◆ Text for analysis ◆
Ukrainian entrepreneur and politician

Yuriy Bohdanovych Derevyanko (Юрій Богданович Дерев'янко; born 7 May 1973) is a Ukrainian entrepreneur and politician. People's Deputy of Ukraine of the VIIth and VIIIth convocations. Derevyanko was a member of the Verkhovna Rada Committee on Corruption Prevention and Counteraction. He is a member of the Council of Volia party.

From 2010 to 2012 he was a deputy of the Ivano-Frankivsk Oblast Council. In the 2012 Ukrainian parliamentary election Derevyanko was an independent candidate in constituency 87 located in his birthplace Nadvirna, he was elected with 41.53%.

In the 2014 Ukrainian parliamentary election Derevyanko was again a candidate in constituency 87 for Volia, this time he was reelected to parliament with 69.67%. Derevyanko was a candidate for President of Ukraine in the 2019 election. He was not elected, with 0.10% in the first round of the election. Derevyanko did not participate in the 2019 Ukrainian parliamentary election.

== Early life ==
Derevyanko was born on 7 May 1973 in Nadvirna, which was then part of the Ukrainian SSR. His father was an engineer and his mother was a teacher. In 1990 he attempted to enter Kyiv National Economic University after attending Nadvirna Secondary School No. 1, but could not after getting a C− in math during the entrance exam. Deciding to put off education, he went to work in a quarry in Pasichna and afterward worked with freights. He then tried again to enter the university, and eventually passed mathematics and so Derevyanko attended Kyiv National Economic University, graduating with a master's degree in accounting and auditing in 1996. During his studies he first worked as a night guard before doing entrepreneurial activities when the Soviet Union collapsed.

◆ Given entries ◆

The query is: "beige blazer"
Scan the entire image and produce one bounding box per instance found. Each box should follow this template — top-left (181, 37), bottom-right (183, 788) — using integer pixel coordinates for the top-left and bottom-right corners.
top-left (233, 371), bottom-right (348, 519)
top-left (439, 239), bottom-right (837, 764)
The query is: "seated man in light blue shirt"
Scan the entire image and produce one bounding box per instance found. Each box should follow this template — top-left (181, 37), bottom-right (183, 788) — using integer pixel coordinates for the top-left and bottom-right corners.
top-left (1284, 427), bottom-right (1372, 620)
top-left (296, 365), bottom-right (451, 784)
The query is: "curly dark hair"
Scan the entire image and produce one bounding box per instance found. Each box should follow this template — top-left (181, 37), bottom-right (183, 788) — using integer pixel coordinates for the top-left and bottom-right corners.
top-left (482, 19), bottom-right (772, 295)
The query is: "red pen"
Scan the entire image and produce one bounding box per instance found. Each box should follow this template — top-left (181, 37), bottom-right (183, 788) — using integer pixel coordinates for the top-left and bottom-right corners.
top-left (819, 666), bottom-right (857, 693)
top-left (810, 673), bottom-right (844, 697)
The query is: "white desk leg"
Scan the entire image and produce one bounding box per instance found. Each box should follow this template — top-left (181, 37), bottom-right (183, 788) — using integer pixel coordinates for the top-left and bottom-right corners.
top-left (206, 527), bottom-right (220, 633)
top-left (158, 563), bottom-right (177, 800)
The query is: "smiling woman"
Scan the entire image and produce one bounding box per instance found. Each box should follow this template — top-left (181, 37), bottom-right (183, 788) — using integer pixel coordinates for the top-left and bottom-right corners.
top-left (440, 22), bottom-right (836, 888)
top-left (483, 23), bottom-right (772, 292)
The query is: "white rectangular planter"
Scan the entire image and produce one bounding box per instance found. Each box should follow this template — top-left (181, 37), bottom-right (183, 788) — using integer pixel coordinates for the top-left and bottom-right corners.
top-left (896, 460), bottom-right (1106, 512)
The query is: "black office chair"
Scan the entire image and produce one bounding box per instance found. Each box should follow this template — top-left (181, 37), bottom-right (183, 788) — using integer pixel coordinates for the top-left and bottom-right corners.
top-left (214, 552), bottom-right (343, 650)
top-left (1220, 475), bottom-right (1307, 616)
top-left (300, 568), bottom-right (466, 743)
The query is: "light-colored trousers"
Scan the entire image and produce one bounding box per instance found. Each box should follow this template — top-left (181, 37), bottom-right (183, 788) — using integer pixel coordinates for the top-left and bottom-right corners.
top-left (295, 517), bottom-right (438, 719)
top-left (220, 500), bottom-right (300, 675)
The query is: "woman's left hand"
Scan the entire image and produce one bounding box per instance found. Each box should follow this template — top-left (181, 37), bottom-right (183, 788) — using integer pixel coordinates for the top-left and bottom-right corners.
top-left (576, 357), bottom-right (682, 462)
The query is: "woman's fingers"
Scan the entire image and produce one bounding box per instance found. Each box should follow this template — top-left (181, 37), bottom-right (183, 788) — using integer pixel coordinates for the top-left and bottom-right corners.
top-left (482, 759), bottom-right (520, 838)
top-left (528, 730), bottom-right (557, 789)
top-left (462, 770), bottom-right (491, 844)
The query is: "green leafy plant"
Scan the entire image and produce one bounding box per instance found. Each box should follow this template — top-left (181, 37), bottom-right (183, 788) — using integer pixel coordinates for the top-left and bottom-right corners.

◆ What to work on ◆
1. Can you rewrite the part of the Derevyanko biography starting with "From 2010 to" and going on through "Ukrainian parliamentary election.", swapping "constituency 87" for "electoral district 87"?
2. Which vote percentages does the Derevyanko biography give for him, and in which election did he receive each?

◆ Solutions by task ◆
1.
From 2010 to 2012 he was a deputy of the Ivano-Frankivsk Oblast Council. In the 2012 Ukrainian parliamentary election Derevyanko was an independent candidate in electoral district 87 located in his birthplace Nadvirna, he was elected with 41.53%.

In the 2014 Ukrainian parliamentary election Derevyanko was again a candidate in electoral district 87 for Volia, this time he was reelected to parliament with 69.67%. Derevyanko was a candidate for President of Ukraine in the 2019 election. He was not elected, with 0.10% in the first round of the election. Derevyanko did not participate in the 2019 Ukrainian parliamentary election.

2.
- 41.53%: 2012 Ukrainian parliamentary election, constituency 87
- 69.67%: 2014 Ukrainian parliamentary election, constituency 87
- 0.10%: 2019 presidential election, first round